Tasks to perform:
A – In the Bolton Hill news items, how many property crimes were reported in Bolton Hill in the 12 months ending April 30, 2020?
B – Translate this sentence from the Bolton Hill news items into Spanish: "Police continue to encourage residents to report to 911 all criminal or suspicious activity."

Page text:
An update on Park Pharmacy . . . .

In last month’s Bulletin much was made of this being the 50th anniversary year of the Park Avenue Pharmacy.  But reader Merry Rogers, who has lived in Bolton Hill for a very long time, reports that a pharmacy or “drug store” has been on that site since well before 1970.   Anyone remember its former name?

“When I was a child there was a long counter to the left as you entered where you could get lunch, buy a soft drink or get an ice cream sundae,” she wrote.  But she does not remember the original name.  Today’s owner, Tariq Syed, reports that Baltimore Police have arrested and plan to charge a suspect in the April robbery that took place at the store.

 

Crime is down in our neighborhood, says BPD

Reported crime in the neighborhood, never as much of a problem as in some other parts of the city, slipped substantially through the first third of the year, according to statistics circulated by the Baltimore Police Department

The number of property crimes in Bolton Hill for the 12 months ending April 30, 2020, was 37, down from 50 for the same period a year earlier.  Of those, 24 were categorized as larceny, which generally includes theft from cars left unlocked and items left in yards, on porches and in garages.  In the month of April there were four reported robberies, one burglary and five cases of larceny, according to BPD.

There were five robberies, two assaults and eight burglaries during the recent 12-month period, compared to 13, 2 and 7 the previous year, the police data indicated.  Categorized by BPD as violent crimes, these were down by 53 percent and property crimes were down 26 percent year-over-year.  Police continue to encourage residents to report to 911 all criminal or suspicious activity.

Exercise data:
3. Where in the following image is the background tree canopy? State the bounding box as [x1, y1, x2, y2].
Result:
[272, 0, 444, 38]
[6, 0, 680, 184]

Expected outputs:
A – 37

B – La policía sigue animando a los residentes a denunciar al 911 toda actividad delictiva o sospechosa.